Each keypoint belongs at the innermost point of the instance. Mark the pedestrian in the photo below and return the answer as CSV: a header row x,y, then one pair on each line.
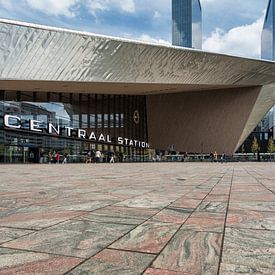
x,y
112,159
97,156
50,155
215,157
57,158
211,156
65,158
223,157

= YOUR GOAL =
Output the full material exactly as given, without its pictures.

= TASK RESULT =
Each keypoint belongs at the innermost point of the instance. Mark the pedestrian in the photo below and return the answer as CSV: a header row x,y, then one pair on each line.
x,y
112,159
97,156
50,155
215,157
57,158
211,156
65,158
223,157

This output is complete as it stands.